Reproduce verbatim the lines below, from the line containing "e.g. [(155, 249)]" up to and including the line containing "[(175, 58)]".

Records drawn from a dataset
===============

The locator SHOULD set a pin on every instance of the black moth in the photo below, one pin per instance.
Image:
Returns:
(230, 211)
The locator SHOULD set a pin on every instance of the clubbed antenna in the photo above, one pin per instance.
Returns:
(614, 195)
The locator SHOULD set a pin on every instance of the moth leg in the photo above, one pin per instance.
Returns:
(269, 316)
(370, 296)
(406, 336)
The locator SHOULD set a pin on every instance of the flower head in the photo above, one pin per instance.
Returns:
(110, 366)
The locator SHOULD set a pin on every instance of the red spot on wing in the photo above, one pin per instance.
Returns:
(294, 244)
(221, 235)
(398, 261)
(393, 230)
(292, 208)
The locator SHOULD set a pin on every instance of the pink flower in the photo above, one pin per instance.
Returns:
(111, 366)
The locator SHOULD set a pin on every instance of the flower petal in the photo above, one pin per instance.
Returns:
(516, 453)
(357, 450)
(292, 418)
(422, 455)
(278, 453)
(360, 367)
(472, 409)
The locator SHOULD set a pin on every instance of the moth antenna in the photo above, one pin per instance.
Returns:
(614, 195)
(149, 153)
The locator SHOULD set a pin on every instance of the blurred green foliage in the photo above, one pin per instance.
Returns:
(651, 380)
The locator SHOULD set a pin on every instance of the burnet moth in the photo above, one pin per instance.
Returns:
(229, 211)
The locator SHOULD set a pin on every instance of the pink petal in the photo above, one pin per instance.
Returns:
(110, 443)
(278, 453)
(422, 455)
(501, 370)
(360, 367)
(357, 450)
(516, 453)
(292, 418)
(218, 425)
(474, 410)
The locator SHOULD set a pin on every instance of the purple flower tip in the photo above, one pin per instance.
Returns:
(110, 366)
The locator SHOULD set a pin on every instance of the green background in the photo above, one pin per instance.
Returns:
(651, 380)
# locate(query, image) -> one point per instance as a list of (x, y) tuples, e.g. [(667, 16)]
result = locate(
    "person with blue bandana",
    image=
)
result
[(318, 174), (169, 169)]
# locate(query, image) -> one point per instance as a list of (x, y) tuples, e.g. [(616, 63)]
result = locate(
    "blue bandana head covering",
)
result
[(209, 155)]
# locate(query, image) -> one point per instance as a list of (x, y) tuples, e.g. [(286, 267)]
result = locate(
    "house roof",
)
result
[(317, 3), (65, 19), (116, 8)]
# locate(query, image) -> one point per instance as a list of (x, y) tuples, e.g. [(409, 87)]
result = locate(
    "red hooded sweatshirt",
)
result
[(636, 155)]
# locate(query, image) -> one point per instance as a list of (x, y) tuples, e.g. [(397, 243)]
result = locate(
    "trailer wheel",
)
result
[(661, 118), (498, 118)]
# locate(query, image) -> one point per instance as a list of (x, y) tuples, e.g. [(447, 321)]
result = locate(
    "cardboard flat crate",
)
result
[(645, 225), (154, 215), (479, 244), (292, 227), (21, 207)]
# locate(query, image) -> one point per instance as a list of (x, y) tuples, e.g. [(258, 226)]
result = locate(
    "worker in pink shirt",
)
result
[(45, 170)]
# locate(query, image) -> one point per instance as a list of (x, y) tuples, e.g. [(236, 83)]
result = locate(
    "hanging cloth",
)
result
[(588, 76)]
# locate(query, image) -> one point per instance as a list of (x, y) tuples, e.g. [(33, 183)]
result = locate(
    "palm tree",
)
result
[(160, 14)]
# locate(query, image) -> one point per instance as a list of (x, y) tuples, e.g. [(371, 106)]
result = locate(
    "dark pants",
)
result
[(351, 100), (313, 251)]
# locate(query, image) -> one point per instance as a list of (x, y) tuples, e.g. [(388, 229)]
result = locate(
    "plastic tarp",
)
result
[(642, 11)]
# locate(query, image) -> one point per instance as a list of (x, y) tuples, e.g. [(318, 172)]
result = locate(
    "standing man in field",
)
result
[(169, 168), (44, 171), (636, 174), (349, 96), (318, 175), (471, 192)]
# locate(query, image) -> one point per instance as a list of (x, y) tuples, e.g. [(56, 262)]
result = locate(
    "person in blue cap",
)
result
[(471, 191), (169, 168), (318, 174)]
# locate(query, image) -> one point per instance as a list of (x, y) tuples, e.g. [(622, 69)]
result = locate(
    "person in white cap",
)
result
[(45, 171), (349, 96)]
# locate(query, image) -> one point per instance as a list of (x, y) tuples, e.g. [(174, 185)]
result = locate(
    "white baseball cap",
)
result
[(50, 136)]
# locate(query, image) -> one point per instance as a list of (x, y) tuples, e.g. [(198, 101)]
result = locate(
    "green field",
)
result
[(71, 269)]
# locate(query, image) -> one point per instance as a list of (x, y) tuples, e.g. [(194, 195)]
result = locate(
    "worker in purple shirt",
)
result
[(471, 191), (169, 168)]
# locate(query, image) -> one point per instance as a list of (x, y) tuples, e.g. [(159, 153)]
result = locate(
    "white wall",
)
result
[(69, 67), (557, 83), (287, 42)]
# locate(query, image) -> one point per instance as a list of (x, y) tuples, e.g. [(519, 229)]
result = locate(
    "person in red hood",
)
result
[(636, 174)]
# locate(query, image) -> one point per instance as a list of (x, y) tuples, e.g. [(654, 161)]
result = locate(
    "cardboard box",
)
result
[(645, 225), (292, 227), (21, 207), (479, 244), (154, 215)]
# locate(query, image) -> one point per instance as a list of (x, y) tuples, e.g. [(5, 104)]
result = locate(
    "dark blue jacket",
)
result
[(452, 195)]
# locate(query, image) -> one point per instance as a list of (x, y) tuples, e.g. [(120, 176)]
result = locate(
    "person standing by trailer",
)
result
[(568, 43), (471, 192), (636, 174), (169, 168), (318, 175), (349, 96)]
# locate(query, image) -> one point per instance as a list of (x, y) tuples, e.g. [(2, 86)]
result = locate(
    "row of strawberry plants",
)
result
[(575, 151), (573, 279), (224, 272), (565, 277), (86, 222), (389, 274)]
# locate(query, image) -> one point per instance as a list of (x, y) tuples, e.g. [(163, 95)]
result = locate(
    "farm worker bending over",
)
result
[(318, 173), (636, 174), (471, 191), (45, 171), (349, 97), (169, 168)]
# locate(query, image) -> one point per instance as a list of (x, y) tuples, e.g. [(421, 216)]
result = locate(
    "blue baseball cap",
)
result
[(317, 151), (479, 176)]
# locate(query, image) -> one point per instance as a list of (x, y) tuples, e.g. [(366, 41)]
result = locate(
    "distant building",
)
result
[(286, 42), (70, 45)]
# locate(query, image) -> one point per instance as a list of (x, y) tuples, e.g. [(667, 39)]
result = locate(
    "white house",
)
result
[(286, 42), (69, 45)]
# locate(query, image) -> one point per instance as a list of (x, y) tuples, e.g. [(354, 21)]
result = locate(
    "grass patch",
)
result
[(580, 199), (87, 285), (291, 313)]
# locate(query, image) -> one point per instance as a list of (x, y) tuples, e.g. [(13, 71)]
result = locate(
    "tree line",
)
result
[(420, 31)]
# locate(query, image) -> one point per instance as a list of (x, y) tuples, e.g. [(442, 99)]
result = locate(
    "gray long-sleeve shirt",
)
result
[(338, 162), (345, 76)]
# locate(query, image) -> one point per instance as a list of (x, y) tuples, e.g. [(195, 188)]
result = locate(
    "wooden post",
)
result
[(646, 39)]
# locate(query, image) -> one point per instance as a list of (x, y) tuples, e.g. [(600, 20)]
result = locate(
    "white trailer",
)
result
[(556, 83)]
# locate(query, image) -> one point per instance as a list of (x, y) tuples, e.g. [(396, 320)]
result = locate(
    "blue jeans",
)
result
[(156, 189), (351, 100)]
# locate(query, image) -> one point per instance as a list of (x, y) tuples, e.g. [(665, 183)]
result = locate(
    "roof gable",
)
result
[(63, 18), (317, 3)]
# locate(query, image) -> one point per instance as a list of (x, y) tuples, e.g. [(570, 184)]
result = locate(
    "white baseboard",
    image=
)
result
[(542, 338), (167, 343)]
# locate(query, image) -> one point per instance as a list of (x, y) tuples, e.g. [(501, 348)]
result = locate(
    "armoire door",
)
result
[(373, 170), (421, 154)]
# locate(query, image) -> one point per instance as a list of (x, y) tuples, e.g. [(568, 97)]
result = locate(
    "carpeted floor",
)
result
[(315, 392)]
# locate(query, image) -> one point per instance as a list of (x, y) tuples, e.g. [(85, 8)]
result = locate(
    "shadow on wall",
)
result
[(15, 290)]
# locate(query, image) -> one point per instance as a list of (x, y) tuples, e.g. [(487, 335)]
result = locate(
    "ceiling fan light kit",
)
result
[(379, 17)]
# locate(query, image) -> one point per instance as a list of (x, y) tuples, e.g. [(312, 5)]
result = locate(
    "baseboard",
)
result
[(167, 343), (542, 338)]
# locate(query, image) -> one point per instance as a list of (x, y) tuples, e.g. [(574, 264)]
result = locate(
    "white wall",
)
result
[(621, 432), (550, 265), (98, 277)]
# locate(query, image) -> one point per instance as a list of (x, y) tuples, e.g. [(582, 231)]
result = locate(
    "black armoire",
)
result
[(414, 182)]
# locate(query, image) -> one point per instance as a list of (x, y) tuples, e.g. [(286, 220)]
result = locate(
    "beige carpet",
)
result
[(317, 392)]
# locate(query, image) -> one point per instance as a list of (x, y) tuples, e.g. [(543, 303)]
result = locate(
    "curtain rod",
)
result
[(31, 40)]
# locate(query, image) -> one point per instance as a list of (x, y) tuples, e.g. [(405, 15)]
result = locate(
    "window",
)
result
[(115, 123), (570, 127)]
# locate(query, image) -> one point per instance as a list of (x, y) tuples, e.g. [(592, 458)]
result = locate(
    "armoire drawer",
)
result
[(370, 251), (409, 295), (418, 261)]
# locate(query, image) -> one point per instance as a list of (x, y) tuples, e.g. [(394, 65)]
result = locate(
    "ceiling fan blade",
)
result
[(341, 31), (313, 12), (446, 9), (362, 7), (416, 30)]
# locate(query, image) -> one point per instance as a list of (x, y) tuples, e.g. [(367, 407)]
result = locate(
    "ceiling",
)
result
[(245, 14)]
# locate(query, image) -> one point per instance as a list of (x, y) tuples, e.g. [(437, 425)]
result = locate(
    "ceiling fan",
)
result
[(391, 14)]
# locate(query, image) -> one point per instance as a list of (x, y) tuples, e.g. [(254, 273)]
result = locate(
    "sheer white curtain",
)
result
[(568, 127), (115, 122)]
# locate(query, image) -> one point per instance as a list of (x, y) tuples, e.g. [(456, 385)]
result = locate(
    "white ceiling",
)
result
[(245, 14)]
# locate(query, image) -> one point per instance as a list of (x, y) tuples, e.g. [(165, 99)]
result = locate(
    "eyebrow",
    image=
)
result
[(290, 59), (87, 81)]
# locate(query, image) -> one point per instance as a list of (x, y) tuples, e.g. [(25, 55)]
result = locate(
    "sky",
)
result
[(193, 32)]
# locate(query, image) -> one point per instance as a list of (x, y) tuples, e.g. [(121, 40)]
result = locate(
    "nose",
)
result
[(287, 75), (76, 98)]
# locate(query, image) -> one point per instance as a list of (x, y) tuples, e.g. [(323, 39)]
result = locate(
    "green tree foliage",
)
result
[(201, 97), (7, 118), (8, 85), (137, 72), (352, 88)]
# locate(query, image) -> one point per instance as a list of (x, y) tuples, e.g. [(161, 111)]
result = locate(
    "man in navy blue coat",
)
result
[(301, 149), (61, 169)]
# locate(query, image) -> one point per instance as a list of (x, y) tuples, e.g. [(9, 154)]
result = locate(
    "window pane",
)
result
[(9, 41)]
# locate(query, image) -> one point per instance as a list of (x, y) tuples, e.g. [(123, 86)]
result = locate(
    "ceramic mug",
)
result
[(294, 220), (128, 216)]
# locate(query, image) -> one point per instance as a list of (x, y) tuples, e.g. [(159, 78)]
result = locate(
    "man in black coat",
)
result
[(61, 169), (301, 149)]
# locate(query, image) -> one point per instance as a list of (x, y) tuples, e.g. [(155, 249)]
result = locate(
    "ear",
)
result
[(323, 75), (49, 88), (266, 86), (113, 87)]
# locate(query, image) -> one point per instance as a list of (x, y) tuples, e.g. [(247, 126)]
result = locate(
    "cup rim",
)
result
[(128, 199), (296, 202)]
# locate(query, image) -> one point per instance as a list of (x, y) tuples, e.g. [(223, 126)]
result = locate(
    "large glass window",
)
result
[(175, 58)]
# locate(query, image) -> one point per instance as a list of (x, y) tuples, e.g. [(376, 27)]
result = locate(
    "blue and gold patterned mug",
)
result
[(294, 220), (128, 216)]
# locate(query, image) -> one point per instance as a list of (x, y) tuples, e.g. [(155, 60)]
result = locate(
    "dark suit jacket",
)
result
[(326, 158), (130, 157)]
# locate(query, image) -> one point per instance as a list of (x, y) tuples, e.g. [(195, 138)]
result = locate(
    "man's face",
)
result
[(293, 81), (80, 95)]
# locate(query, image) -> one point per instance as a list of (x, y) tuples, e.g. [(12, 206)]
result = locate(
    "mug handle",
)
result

===============

Completed exercise:
# locate(query, image) -> one point per instance as a list of (x, y) tuples, e.g. [(155, 249)]
result = locate(
    "ear",
)
result
[(323, 75), (49, 88), (266, 86), (113, 87)]
# locate(query, image) -> one point per instance as a list of (x, y) tuples, e.g. [(247, 126)]
result = locate(
    "cup rim",
)
result
[(128, 199), (296, 202)]
# locate(query, image) -> one point per instance as a list of (x, y) tuples, e.g. [(223, 126)]
result = locate(
    "large glass window",
)
result
[(175, 58)]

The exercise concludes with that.